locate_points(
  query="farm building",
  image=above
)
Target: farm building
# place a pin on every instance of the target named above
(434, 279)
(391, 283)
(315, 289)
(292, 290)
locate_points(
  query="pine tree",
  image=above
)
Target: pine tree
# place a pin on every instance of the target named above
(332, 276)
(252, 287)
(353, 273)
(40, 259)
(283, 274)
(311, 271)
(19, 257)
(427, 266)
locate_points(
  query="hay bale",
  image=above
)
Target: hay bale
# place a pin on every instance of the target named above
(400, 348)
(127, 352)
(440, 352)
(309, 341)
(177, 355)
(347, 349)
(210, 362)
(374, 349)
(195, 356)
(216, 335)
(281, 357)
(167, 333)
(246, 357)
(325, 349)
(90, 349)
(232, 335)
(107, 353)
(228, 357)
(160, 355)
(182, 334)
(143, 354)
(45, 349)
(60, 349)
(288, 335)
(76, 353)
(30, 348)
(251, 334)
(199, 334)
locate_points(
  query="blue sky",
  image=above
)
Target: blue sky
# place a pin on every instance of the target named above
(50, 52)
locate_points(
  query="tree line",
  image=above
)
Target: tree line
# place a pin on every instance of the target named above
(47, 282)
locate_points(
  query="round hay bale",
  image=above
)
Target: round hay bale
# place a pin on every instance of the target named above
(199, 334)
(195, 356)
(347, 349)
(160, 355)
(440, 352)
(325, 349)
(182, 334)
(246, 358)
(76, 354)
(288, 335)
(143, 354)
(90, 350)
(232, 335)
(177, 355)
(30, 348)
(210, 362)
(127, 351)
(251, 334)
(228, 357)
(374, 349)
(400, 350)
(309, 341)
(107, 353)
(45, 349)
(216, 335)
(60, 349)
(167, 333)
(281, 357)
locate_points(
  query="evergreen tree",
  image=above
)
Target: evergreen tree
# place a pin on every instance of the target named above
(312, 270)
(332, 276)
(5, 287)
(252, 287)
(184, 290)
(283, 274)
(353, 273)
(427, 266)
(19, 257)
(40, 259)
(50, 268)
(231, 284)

THE PROBLEM: Restate every entry above exactly as it stands.

SOLUTION TO THE PROBLEM:
locate_points(
  query="farm building",
  image=above
)
Target: farm building
# place a pin on every instance of the target named above
(434, 279)
(391, 283)
(315, 289)
(292, 290)
locate_points(
  query="pine tree",
  image=above
)
Target: pine tree
# place a pin on every instance of the target named above
(332, 276)
(252, 287)
(353, 273)
(40, 259)
(283, 274)
(311, 271)
(19, 257)
(427, 266)
locate_points(
  query="hay bale",
  image=above
)
Target: hay bale
# place a pin on every instance of the target named above
(400, 348)
(127, 352)
(440, 352)
(309, 341)
(177, 355)
(347, 349)
(210, 362)
(374, 349)
(195, 356)
(216, 335)
(281, 357)
(167, 333)
(246, 357)
(325, 349)
(90, 349)
(232, 335)
(107, 353)
(228, 357)
(160, 355)
(182, 334)
(143, 354)
(45, 349)
(60, 349)
(288, 335)
(76, 353)
(30, 348)
(251, 334)
(199, 334)
locate_points(
  query="blue sky",
  image=above
)
Target: blue sky
# place a pin on every instance of the target named above
(50, 52)
locate_points(
  query="tree line",
  image=above
)
Target: tree line
# place a pin on every instance of the target named above
(47, 282)
locate_points(
  query="round hay bale",
  image=above
)
Target: round hay bale
# place a pin on every instance of the target named above
(199, 334)
(195, 356)
(347, 349)
(160, 355)
(440, 352)
(325, 349)
(182, 334)
(246, 358)
(76, 354)
(288, 335)
(143, 354)
(90, 350)
(232, 335)
(177, 355)
(30, 348)
(210, 362)
(127, 351)
(251, 334)
(228, 357)
(374, 349)
(400, 350)
(309, 341)
(107, 353)
(45, 349)
(216, 335)
(60, 349)
(167, 333)
(281, 357)
locate_points(
  query="evergreen tree",
  image=above
)
Target: evergreen tree
# place a pin on every instance of the target named above
(312, 270)
(332, 276)
(5, 287)
(252, 287)
(184, 290)
(283, 274)
(353, 273)
(427, 266)
(19, 257)
(40, 259)
(50, 268)
(231, 284)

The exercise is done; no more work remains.